[Required action]: Transcribe the data. Leave out nothing.
** Record excerpts follows **
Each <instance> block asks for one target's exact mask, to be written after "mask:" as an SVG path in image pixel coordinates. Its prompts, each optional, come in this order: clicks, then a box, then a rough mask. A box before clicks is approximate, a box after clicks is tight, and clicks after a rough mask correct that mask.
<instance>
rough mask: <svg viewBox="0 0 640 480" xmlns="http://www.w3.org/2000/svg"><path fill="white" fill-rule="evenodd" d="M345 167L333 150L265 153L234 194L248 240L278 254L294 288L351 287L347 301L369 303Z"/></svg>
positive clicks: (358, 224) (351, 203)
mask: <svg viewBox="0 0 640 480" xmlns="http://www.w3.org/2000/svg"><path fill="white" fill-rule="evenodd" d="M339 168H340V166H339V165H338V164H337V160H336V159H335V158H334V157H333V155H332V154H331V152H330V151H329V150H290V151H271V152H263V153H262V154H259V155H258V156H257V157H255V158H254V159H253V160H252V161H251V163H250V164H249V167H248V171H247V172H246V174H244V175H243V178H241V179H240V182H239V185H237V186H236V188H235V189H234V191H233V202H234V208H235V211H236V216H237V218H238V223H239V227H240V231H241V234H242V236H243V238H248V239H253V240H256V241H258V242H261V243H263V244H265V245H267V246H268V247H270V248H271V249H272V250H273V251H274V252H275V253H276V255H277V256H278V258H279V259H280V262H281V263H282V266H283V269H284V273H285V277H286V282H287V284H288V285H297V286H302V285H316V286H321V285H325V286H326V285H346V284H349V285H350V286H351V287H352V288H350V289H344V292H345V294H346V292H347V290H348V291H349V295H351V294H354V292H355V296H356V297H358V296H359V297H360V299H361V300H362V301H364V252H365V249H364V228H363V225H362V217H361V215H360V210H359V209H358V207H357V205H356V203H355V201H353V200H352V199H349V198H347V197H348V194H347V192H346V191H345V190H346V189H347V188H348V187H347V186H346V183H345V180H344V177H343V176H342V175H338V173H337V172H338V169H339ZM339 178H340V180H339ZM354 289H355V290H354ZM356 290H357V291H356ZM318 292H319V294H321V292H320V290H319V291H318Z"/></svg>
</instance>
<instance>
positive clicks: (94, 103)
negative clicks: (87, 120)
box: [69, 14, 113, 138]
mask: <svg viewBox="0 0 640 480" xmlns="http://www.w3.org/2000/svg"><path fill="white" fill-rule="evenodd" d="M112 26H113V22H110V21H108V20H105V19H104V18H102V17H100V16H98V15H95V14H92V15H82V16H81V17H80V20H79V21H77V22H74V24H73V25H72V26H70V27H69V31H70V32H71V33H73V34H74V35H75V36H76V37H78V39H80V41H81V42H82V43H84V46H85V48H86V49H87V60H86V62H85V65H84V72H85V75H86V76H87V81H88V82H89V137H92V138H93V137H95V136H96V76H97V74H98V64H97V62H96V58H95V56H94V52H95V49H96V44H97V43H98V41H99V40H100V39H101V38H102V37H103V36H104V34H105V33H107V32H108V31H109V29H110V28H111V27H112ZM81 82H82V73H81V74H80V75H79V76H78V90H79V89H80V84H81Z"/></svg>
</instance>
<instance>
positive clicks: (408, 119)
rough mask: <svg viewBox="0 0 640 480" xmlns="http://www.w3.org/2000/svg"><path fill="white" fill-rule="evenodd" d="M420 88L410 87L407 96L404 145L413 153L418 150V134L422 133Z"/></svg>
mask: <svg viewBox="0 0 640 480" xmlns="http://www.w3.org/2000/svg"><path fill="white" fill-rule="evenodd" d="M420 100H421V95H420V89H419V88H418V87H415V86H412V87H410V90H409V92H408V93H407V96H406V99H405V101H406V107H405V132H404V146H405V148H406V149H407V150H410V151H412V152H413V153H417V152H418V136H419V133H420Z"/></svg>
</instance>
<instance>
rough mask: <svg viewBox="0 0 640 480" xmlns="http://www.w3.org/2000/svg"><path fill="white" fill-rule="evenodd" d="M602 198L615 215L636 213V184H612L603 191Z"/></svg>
** End of Record excerpts **
[Response for this exercise]:
Each <instance> block asks for one target's exact mask, to be written after "mask:" as an SVG path in image pixel coordinates. Its prompts, each optional, come in this order: clicks, then a box, then a rough mask. A box before clicks is approximate, a box after clicks is tight, and clicks after a rough mask correct that mask.
<instance>
rough mask: <svg viewBox="0 0 640 480" xmlns="http://www.w3.org/2000/svg"><path fill="white" fill-rule="evenodd" d="M345 167L333 150L265 153L234 194L248 240L278 254L294 288L351 287L347 301L369 303Z"/></svg>
positive clicks: (358, 224) (351, 203)
mask: <svg viewBox="0 0 640 480" xmlns="http://www.w3.org/2000/svg"><path fill="white" fill-rule="evenodd" d="M339 168H340V166H339V165H338V164H337V160H336V159H335V158H334V157H333V155H332V154H331V152H330V151H329V150H290V151H271V152H263V153H262V154H259V155H258V156H257V157H255V158H254V159H253V160H252V161H251V163H250V164H249V167H248V171H247V172H246V174H244V175H243V178H241V179H240V182H239V185H237V186H236V188H235V189H234V191H233V202H234V208H235V211H236V216H237V218H238V223H239V227H240V231H241V234H242V236H243V238H248V239H253V240H256V241H258V242H261V243H263V244H265V245H267V246H268V247H270V248H271V249H272V250H273V251H274V252H275V253H276V255H277V256H278V258H279V259H280V262H281V263H282V266H283V269H284V273H285V277H286V282H287V284H288V285H297V286H302V285H316V286H321V285H325V286H326V285H346V284H349V285H350V286H351V287H352V288H350V289H344V292H345V294H346V292H347V290H348V291H349V295H351V294H354V292H355V296H356V297H358V296H359V297H360V299H361V300H362V301H364V252H365V249H364V228H363V225H362V217H361V215H360V210H359V209H358V207H357V205H356V203H355V201H353V200H352V199H349V198H347V197H348V194H347V192H346V191H345V190H346V189H347V188H348V187H347V186H346V183H345V180H344V177H343V176H342V175H338V173H337V172H338V169H339ZM339 178H340V180H339ZM354 289H355V290H354ZM356 290H357V291H356ZM318 292H319V294H321V292H320V290H319V291H318Z"/></svg>
</instance>
<instance>
positive clicks: (94, 103)
negative clicks: (87, 120)
box: [69, 14, 113, 138]
mask: <svg viewBox="0 0 640 480" xmlns="http://www.w3.org/2000/svg"><path fill="white" fill-rule="evenodd" d="M112 26H113V22H110V21H108V20H105V19H104V18H102V17H100V16H98V15H95V14H92V15H82V16H81V17H80V20H79V21H77V22H74V24H73V25H72V26H70V27H69V31H70V32H71V33H73V34H74V35H75V36H76V37H78V39H80V41H81V42H82V43H84V46H85V48H86V49H87V60H86V62H85V65H84V72H85V75H86V76H87V81H88V82H89V137H92V138H93V137H95V136H96V76H97V74H98V64H97V62H96V58H95V56H94V52H95V49H96V44H97V43H98V41H99V40H100V39H101V38H102V37H103V36H104V34H105V33H107V32H108V31H109V29H110V28H111V27H112ZM81 82H82V73H81V74H80V75H79V76H78V90H79V89H80V84H81Z"/></svg>
</instance>
<instance>
positive clicks: (408, 119)
rough mask: <svg viewBox="0 0 640 480" xmlns="http://www.w3.org/2000/svg"><path fill="white" fill-rule="evenodd" d="M420 88L410 87L407 96L404 145L413 153L418 150V134L422 133Z"/></svg>
mask: <svg viewBox="0 0 640 480" xmlns="http://www.w3.org/2000/svg"><path fill="white" fill-rule="evenodd" d="M420 100H421V95H420V89H419V88H418V87H415V86H412V87H410V90H409V92H408V93H407V96H406V99H405V101H406V107H405V132H404V146H405V148H406V149H407V150H410V151H412V152H413V153H417V152H418V136H419V133H420Z"/></svg>
</instance>
<instance>
rough mask: <svg viewBox="0 0 640 480" xmlns="http://www.w3.org/2000/svg"><path fill="white" fill-rule="evenodd" d="M602 198L615 215L636 213V184H612L603 191Z"/></svg>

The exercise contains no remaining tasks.